§ EXERCISE DETAILS: The answer should contain every entry below, copied exactly.

§ Stored data:
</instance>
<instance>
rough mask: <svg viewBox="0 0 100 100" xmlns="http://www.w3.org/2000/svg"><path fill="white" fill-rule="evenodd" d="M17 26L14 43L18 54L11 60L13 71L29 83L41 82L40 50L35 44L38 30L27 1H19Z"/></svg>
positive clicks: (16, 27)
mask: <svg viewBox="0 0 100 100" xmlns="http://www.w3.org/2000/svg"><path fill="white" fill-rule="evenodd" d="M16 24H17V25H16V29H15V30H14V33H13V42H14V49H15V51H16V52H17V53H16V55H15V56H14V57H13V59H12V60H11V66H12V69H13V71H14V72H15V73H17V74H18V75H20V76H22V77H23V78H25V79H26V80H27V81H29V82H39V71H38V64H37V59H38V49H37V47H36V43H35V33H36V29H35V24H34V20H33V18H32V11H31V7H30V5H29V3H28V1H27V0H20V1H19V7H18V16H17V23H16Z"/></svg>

§ EXPECTED ANSWER:
</instance>
<instance>
rough mask: <svg viewBox="0 0 100 100" xmlns="http://www.w3.org/2000/svg"><path fill="white" fill-rule="evenodd" d="M17 26L14 43L18 54L11 60L13 71L29 83L41 82L40 50L35 44L38 30L27 1H19Z"/></svg>
positive clicks: (16, 27)
mask: <svg viewBox="0 0 100 100" xmlns="http://www.w3.org/2000/svg"><path fill="white" fill-rule="evenodd" d="M16 24H17V25H16V29H15V30H14V33H13V42H14V49H15V51H16V52H17V53H16V55H15V56H14V57H13V59H12V60H11V66H12V69H13V71H14V72H15V73H17V74H18V75H20V76H22V77H23V78H25V79H26V80H27V81H29V82H39V71H38V64H37V59H38V49H37V47H36V43H35V33H36V29H35V24H34V20H33V18H32V11H31V7H30V5H29V3H28V1H27V0H20V1H19V7H18V16H17V23H16Z"/></svg>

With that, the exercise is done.